Passage given —
"""
Archive for Charles Grodin

L’il Lil

Posted in FILM, Television with tags , , , , , , , , , , , , , , , on January 26, 2019 by dcairns

We should have resisted, but Fiona and I remember when THE INCREDIBLE SHRINKING WOMAN came out in 1981 (the reviews! such bitter fury!) and so when we decided to do a podcast on the theme of miniaturisation (coming soon!), we thought we’d check it out. Curiosity can be a terrible thing, especially if it’s the morbid kind.

This started life as a John Landis project but became a Joel Schumacher one after the budget was slashed (a result of MOMENT BY MOMENT underperforming in 1978 — but by this time, NINE TO FIVE had been a smash, so the FX work in the movie is excellent). You can sense Landis’s fingerprints in some of the gags, but the sensibility is all Schumacher. Although never not capable of turning out a sickening turkey, Schumacher *did* get more technically able, and FALLING DOWN is actually impressive, in an icky, fascistic kind of way. At this point, he’s a terrible choice of director, since he overcuts furiously between one misplaced camera angle and another, which would be bad under any circumstances but is ruinous in a movie where Tomlin (for no reason) plays multiple roles and we have to believe they’re all inhabiting the same space, and where Tomlin on miniature sets has to interact with Charles Grodin et al on full-scale ones. The necessary Kuleshov-cohesion is lacking.
"""
Exercise instructions —
a – Write out the part of the film review above starting with "Posted in FILM, Television" and going on through "the morbid kind.".
b – List every movie title that the film review above sets in capital letters.
c – Using the film review above, decide whether each statement agrees with it: (i) THE INCREDIBLE SHRINKING WOMAN came out in 1981. (ii) The project began under Joel Schumacher and later passed to John Landis. (iii) The reviewer calls FALLING DOWN impressive.

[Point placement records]
"""
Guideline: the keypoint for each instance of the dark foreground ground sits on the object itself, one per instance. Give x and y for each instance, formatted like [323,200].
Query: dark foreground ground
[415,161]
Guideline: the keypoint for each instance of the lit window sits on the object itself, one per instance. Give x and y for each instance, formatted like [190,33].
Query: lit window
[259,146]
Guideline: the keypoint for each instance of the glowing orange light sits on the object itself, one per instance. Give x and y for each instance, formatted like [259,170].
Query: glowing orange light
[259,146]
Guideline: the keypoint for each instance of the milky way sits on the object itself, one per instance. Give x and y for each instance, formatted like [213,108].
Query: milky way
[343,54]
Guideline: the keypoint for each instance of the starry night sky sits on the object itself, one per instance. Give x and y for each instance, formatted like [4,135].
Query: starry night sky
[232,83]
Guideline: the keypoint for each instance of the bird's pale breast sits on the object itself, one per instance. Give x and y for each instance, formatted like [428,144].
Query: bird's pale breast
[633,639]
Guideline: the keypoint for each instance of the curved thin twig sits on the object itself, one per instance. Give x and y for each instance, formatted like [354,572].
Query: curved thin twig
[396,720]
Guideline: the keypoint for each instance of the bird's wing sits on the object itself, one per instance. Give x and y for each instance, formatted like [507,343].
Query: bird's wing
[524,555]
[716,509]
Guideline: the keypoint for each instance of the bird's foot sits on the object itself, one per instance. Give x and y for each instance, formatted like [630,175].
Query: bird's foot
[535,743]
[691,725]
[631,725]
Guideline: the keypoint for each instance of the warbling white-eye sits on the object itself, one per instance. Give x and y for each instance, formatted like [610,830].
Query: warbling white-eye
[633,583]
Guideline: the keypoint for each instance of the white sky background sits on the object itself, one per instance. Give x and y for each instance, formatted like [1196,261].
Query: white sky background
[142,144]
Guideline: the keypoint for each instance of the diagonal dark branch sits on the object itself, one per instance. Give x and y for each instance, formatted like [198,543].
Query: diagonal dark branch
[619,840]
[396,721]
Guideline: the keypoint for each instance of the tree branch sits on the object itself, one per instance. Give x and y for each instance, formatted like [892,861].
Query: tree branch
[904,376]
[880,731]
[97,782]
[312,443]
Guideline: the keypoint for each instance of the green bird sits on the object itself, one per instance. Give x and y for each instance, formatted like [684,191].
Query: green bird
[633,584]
"""
Answers by task —
a –
Posted in FILM, Television with tags , , , , , , , , , , , , , , , on January 26, 2019 by dcairns

We should have resisted, but Fiona and I remember when THE INCREDIBLE SHRINKING WOMAN came out in 1981 (the reviews! such bitter fury!) and so when we decided to do a podcast on the theme of miniaturisation (coming soon!), we thought we’d check it out. Curiosity can be a terrible thing, especially if it’s the morbid kind.

b –
THE INCREDIBLE SHRINKING WOMAN
MOMENT BY MOMENT
NINE TO FIVE
FALLING DOWN

c –
(i) Yes: "THE INCREDIBLE SHRINKING WOMAN came out in 1981"
(ii) No: "This started life as a John Landis project but became a Joel Schumacher one"
(iii) Yes: "FALLING DOWN is actually impressive"